◆ **Challenge**
State how many lines in the records below contain the word "carved". Reply with the number alone.

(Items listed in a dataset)

(begin)

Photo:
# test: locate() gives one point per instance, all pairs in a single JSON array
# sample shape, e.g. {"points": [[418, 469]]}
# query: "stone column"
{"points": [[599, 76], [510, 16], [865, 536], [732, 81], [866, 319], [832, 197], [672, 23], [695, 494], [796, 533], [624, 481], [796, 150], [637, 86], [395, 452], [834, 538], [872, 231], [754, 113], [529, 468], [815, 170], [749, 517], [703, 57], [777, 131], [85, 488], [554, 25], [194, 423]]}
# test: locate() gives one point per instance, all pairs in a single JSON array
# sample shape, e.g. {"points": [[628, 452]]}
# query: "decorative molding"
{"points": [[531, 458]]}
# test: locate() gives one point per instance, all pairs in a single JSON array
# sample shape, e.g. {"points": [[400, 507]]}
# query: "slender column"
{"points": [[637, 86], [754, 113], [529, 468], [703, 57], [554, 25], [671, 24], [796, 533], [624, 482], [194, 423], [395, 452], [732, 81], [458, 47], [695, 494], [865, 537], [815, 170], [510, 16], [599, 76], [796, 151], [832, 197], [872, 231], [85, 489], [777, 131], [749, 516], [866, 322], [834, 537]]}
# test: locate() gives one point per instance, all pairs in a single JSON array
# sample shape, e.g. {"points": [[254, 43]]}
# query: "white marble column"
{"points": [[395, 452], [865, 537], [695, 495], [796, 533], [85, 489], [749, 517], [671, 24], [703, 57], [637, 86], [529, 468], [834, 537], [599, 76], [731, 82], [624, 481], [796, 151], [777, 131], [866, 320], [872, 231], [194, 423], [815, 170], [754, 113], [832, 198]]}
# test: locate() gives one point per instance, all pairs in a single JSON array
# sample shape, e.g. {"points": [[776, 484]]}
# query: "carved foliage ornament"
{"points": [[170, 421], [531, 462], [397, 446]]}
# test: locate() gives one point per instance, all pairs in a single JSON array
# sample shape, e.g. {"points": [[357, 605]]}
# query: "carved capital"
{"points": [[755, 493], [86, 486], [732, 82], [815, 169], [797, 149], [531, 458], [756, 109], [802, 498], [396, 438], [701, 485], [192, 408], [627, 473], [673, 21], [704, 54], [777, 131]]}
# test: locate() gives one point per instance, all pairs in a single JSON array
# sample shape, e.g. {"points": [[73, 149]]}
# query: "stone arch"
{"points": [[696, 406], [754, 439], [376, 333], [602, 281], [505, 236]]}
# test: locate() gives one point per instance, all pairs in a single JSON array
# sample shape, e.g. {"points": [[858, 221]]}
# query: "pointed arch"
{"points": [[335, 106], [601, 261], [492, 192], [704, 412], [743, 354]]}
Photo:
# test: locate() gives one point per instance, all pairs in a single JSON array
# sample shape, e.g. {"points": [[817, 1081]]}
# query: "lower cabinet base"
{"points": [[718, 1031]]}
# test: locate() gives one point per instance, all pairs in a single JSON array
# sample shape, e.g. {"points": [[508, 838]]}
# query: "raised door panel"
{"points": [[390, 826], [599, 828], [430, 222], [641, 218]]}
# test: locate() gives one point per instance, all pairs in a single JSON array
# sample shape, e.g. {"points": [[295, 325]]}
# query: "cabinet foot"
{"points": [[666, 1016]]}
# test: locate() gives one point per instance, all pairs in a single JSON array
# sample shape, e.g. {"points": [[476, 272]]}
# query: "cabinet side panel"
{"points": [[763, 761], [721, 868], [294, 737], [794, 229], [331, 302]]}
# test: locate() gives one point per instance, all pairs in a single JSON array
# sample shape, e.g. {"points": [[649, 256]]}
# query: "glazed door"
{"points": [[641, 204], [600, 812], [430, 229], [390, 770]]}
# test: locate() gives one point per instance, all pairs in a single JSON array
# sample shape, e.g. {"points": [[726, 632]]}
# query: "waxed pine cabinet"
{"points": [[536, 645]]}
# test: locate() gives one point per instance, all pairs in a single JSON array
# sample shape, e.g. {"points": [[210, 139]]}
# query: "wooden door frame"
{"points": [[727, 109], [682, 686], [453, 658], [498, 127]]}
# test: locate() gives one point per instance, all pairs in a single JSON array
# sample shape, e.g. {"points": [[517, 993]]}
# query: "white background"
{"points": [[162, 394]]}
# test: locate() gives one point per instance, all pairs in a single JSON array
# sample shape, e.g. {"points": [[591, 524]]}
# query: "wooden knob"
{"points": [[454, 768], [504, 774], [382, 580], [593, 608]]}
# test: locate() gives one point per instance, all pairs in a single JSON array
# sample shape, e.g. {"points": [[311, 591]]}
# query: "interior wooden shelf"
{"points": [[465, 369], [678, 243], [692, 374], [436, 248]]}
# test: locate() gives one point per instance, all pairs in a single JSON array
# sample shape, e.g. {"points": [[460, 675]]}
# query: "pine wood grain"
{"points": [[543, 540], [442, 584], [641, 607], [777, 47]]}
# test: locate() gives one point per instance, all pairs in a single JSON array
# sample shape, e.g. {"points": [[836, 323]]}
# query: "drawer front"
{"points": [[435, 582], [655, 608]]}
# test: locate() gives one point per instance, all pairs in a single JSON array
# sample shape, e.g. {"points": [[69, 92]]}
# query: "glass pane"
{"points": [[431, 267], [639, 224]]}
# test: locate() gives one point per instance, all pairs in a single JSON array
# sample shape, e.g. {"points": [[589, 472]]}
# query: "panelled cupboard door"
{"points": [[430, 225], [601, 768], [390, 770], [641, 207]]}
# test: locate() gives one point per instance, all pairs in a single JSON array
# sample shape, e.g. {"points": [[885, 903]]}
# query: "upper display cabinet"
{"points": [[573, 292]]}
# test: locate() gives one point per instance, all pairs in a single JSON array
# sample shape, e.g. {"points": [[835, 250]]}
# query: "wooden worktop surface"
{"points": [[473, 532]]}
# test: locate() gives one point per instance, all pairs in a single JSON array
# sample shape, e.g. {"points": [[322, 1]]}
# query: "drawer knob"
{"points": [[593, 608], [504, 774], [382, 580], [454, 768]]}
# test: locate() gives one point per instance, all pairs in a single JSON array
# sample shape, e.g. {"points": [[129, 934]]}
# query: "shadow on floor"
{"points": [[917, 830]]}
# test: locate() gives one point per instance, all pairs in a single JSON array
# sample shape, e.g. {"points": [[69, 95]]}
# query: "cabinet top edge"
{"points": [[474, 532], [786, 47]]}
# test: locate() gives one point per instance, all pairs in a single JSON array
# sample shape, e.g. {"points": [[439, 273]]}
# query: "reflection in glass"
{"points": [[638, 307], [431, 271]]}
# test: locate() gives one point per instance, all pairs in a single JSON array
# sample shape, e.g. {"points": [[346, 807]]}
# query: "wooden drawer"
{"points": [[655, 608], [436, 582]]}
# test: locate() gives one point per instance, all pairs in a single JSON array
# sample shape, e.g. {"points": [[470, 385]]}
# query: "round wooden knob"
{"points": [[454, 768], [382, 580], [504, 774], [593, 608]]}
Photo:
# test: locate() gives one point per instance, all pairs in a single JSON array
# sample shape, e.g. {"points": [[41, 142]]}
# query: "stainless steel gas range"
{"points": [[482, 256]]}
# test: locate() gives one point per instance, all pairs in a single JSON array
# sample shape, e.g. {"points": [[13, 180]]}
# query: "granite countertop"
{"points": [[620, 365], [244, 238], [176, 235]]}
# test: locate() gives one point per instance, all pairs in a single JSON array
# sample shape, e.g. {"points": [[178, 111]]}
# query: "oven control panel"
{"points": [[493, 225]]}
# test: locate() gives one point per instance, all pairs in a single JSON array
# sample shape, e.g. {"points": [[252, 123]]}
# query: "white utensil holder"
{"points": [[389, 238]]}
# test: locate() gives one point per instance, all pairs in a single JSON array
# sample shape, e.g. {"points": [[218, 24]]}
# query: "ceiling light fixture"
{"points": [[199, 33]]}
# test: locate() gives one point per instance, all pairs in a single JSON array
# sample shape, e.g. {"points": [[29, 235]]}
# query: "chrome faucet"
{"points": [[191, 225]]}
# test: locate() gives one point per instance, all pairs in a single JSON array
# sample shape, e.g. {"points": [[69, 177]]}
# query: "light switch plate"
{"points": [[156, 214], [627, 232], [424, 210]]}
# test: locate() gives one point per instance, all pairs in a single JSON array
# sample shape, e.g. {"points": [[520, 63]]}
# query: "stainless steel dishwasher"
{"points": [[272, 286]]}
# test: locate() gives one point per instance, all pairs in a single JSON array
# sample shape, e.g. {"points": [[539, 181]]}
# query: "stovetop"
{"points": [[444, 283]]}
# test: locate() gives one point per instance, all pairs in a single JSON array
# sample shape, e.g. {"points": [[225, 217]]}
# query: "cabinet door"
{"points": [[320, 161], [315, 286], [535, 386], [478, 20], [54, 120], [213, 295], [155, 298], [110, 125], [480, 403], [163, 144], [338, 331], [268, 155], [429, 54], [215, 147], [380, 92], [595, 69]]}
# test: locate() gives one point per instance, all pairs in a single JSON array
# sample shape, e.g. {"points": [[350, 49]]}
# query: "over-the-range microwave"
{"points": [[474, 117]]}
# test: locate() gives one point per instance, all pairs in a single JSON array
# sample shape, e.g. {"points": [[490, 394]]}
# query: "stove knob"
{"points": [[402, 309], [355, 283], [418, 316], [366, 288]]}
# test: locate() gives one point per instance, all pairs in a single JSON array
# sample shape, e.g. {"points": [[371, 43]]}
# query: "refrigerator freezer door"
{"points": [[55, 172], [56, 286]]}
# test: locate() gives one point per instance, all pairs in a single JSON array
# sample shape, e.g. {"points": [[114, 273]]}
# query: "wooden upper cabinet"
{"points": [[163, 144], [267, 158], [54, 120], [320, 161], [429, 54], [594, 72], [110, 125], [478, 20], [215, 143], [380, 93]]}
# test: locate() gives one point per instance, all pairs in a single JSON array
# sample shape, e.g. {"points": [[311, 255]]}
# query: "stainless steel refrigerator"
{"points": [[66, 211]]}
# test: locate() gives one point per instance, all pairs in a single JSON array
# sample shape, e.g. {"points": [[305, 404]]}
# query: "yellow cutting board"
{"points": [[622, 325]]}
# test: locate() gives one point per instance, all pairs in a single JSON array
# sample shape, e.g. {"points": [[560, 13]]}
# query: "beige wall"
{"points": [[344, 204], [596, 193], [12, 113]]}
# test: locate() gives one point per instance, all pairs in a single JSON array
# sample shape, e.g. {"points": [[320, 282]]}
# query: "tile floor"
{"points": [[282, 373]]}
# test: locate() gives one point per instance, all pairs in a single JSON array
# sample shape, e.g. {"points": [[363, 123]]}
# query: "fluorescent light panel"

(end)

◆ **Task output**
2